Task directions:
Copy each line exactly. Leave nothing out.

Data supplied:
· · · · · · ·
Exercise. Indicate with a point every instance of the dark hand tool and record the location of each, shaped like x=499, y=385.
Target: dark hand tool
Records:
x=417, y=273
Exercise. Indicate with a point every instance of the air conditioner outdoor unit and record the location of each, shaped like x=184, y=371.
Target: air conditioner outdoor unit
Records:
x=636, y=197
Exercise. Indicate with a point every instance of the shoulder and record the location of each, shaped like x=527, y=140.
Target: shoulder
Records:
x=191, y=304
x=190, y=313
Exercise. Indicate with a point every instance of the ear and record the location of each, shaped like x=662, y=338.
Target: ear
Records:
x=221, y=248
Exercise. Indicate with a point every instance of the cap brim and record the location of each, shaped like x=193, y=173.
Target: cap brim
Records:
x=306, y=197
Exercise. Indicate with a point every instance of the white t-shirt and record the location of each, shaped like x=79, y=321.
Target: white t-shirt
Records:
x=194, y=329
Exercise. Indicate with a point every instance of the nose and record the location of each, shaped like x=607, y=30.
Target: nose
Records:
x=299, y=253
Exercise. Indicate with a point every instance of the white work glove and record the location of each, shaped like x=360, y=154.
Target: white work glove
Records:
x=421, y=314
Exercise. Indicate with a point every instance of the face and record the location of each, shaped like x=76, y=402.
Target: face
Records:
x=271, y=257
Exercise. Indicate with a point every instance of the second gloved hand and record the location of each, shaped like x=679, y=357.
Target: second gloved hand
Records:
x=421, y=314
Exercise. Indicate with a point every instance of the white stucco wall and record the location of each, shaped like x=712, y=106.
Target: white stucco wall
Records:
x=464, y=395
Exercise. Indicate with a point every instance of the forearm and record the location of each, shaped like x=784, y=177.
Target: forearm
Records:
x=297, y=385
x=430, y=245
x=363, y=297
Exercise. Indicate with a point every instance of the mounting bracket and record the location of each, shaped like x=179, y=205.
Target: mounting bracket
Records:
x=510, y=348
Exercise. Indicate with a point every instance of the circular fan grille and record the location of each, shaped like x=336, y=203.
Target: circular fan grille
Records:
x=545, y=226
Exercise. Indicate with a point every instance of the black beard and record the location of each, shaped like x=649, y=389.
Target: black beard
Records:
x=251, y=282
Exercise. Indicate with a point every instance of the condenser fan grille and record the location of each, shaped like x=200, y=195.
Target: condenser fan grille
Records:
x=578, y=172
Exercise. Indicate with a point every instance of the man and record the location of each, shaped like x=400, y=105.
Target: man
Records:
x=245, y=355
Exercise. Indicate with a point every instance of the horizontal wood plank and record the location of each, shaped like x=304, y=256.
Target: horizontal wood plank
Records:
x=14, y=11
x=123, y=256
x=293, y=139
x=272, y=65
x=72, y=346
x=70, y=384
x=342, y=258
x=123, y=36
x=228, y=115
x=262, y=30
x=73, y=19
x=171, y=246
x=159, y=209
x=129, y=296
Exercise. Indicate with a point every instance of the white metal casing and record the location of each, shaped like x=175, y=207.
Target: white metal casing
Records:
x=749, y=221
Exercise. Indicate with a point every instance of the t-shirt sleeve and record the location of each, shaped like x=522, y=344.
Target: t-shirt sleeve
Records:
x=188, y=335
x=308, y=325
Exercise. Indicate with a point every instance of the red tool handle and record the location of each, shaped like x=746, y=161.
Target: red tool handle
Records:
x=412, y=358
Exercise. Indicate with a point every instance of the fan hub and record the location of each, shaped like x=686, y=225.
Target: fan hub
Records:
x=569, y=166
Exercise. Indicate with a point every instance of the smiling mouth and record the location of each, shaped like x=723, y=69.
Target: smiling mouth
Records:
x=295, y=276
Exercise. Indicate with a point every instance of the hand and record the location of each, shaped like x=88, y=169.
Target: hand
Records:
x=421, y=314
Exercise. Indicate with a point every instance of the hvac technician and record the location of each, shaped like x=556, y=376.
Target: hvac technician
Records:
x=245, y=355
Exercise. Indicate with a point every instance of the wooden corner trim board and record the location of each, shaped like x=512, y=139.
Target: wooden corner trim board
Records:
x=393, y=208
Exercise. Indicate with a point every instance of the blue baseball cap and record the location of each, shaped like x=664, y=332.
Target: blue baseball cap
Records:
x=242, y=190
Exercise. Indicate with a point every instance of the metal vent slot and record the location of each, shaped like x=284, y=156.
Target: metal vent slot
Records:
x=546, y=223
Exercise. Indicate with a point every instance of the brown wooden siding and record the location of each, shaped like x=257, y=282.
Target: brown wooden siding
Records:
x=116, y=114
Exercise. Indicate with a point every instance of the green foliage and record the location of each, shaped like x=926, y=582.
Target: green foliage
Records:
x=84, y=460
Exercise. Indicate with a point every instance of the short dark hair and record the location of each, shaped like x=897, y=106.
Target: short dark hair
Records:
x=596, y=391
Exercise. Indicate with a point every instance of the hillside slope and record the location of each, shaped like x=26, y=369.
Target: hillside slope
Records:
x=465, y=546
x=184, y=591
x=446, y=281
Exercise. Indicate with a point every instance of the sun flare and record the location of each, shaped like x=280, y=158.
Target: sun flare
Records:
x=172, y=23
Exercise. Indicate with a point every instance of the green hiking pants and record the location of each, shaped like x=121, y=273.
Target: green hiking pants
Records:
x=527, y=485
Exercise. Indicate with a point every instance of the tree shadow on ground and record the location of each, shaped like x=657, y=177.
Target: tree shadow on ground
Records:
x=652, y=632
· · · · · · ·
Final answer:
Exercise. Indicate with a point every instance of the dark hand tool and record the location of each, shaped like x=499, y=385.
Target: dark hand tool
Records:
x=417, y=273
Exercise. Indicate with a point every instance of the air conditioner outdoor unit and record the location of each, shaped like x=184, y=371.
Target: air conditioner outdoor unit
Records:
x=636, y=197
Exercise. Indicate with a point every instance of the shoulder and record the location of each, shaped like x=527, y=140.
Target: shoulder
Records:
x=191, y=304
x=190, y=313
Exercise. Indicate with a point every instance of the ear and record the location of each, shaped like x=662, y=338.
Target: ear
Records:
x=221, y=248
Exercise. Indicate with a point every instance of the cap brim and record the location of each, shaped like x=193, y=173.
Target: cap brim
Records:
x=306, y=197
Exercise. Indicate with a point every instance of the white t-shirt and record the location of each, shaped like x=79, y=321.
Target: white t-shirt
Records:
x=194, y=329
Exercise. Indicate with a point every instance of the nose and record the location of each, shaped like x=607, y=30.
Target: nose
Records:
x=299, y=253
Exercise. Indicate with a point every instance of the white work glove and record the location of each, shaped like x=360, y=154.
Target: white work glove
Records:
x=421, y=314
Exercise. Indicate with a point every instance of the face and record the location of each, shaped like x=76, y=402.
Target: face
Records:
x=271, y=257
Exercise. Indicate with a point every instance of the second gloved hand and record the location of each, shaped like x=679, y=357.
Target: second gloved hand
Records:
x=421, y=314
Exercise. Indicate with a point every instance of the white stucco wall and record the location of each, shaped like x=712, y=106.
Target: white stucco wall
Records:
x=464, y=395
Exercise. Indicate with a point every instance of the forearm and record the location of each, shaped like x=784, y=177.
Target: forearm
Records:
x=297, y=385
x=430, y=245
x=363, y=297
Exercise. Indicate with a point every instance of the mounting bracket and record the location of each, shaped like x=179, y=205.
Target: mounting bracket
Records:
x=510, y=348
Exercise. Indicate with a point every instance of the circular fan grille and record the location of each, shaped like x=336, y=203.
Target: circular fan grille
Records:
x=545, y=226
Exercise. Indicate with a point every instance of the black beard and record the location of each, shaped like x=649, y=389.
Target: black beard
Records:
x=251, y=282
Exercise. Indicate with a point every instance of the condenser fan grille and record the location of each, shaped like x=200, y=195.
Target: condenser fan grille
Records:
x=578, y=172
Exercise. Indicate with a point every instance of the man and record the location of each, shaped like x=400, y=105.
Target: man
Records:
x=245, y=355
Exercise. Indicate with a point every instance of the horizontal wood plank and record the location of each, shaped like x=304, y=256.
Target: horizontal wood plank
Records:
x=14, y=11
x=123, y=256
x=293, y=139
x=272, y=65
x=72, y=346
x=70, y=384
x=342, y=258
x=123, y=36
x=228, y=115
x=262, y=30
x=73, y=19
x=171, y=246
x=159, y=209
x=129, y=296
Exercise. Indicate with a point every instance of the white metal casing and record the location of each, shaped like x=175, y=207.
Target: white metal casing
Records:
x=749, y=221
Exercise. Indicate with a point every instance of the t-shirt sleeve and record the location of each, shaped like x=522, y=344.
Target: t-shirt sleeve
Records:
x=188, y=335
x=308, y=325
Exercise. Indicate with a point every instance of the red tool handle and record the location of each, shaped like x=746, y=161.
Target: red tool handle
Records:
x=412, y=358
Exercise. Indicate with a point every instance of the fan hub and record the location of each, shaped like x=686, y=225.
Target: fan hub
Records:
x=569, y=166
Exercise. Indicate with a point every instance of the smiling mouth and record the location of each, shaped like x=723, y=69.
Target: smiling mouth
Records:
x=295, y=276
Exercise. Indicate with a point every instance of the hand and record the location of each, shaped like x=88, y=169.
Target: hand
Records:
x=421, y=314
Exercise. Indicate with a point every instance of the hvac technician and record the location of each, shaped like x=556, y=376.
Target: hvac technician
Records:
x=245, y=355
Exercise. Indicate with a point every instance of the wooden corner trim board and record the location of each, shaped like x=512, y=139.
Target: wooden corner trim board
Records:
x=393, y=208
Exercise. Indicate with a point every instance of the blue baseball cap and record the location of each, shaped like x=664, y=332.
Target: blue baseball cap
Records:
x=242, y=190
Exercise. Indicate with a point every instance of the metal vent slot and record the location of each, shaped like x=284, y=156.
Target: metal vent slot
Records:
x=546, y=223
Exercise. Indicate with a point every instance of the brown wooden siding and record the location of each, shaped like x=257, y=282.
Target: brown wooden siding
Records:
x=116, y=114
Exercise. Indicate with a point every instance of the green foliage and record the location of each, shaped like x=926, y=582.
Target: green foliage
Records:
x=84, y=460
Exercise. Indicate with a point every instance of the short dark hair and record the location of each, shaped like x=897, y=106.
Target: short dark hair
Records:
x=596, y=391
Exercise. Indicate with a point every instance of the hillside slope and record the location of each, shaped like x=26, y=369.
Target: hillside slope
Records:
x=465, y=546
x=184, y=591
x=446, y=281
Exercise. Indicate with a point every instance of the sun flare and record the location of each, shaped like x=280, y=158.
Target: sun flare
Records:
x=172, y=23
Exercise. Indicate with a point every instance of the green hiking pants and record the location of each, shaped like x=121, y=273.
Target: green hiking pants
Records:
x=527, y=485
Exercise. Indicate with a point every instance of the tree shadow on ground and record the location of each, shaped like x=657, y=177.
Target: tree shadow on ground
Records:
x=652, y=632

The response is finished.